> _Qué se pide_
Cambia "sample" por "example" en todo el listado y reproduce sus líneas sin ninguna otra modificación.

> _Material a procesar_
↓↓↓
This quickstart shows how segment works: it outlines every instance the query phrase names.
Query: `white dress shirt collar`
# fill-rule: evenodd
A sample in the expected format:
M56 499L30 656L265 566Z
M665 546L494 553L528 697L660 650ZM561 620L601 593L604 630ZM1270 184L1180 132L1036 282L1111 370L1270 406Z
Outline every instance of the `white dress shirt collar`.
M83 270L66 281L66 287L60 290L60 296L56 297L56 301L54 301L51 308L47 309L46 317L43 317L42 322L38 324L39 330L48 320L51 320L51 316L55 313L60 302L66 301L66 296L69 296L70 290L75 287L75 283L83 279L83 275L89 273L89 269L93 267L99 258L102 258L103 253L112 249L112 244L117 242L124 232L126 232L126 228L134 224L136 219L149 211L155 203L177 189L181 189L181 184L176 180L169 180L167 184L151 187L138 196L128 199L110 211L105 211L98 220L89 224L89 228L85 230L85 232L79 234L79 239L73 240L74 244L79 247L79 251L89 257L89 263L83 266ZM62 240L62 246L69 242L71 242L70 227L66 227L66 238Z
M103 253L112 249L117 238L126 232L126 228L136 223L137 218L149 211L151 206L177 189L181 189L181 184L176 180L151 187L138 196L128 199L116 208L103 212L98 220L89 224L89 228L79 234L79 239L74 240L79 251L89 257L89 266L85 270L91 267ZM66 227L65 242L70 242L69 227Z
↑↑↑
> _Respuesta_
This quickstart shows how segment works: it outlines every instance the query phrase names.
Query: `white dress shirt collar`
# fill-rule: evenodd
A example in the expected format:
M56 499L30 656L265 566Z
M665 546L494 553L528 697L660 650ZM561 620L601 593L604 630ZM1270 184L1180 132L1036 282L1111 370L1270 406Z
Outline every instance of the `white dress shirt collar`.
M83 270L66 281L66 287L60 290L60 296L56 297L56 301L54 301L51 308L47 309L46 317L43 317L42 322L38 324L39 330L48 320L51 320L51 316L55 313L60 302L66 301L66 296L69 296L70 290L75 287L75 283L83 279L83 275L89 273L89 269L93 267L99 258L102 258L103 253L112 249L112 244L117 242L124 232L126 232L126 228L134 224L136 219L149 211L155 203L177 189L181 189L181 184L176 180L169 180L167 184L151 187L138 196L128 199L110 211L105 211L98 220L89 224L89 228L85 230L85 232L79 234L79 239L73 240L74 244L79 247L79 251L89 257L89 263L83 266ZM62 240L62 246L69 242L71 242L70 227L66 227L66 238Z
M103 253L112 249L117 238L126 232L126 228L136 223L137 218L149 211L151 206L177 189L181 189L181 184L176 180L151 187L138 196L128 199L116 208L103 212L98 220L89 224L89 228L79 234L79 239L74 240L79 251L89 257L89 266L85 270L91 267ZM66 227L65 242L70 242L69 227Z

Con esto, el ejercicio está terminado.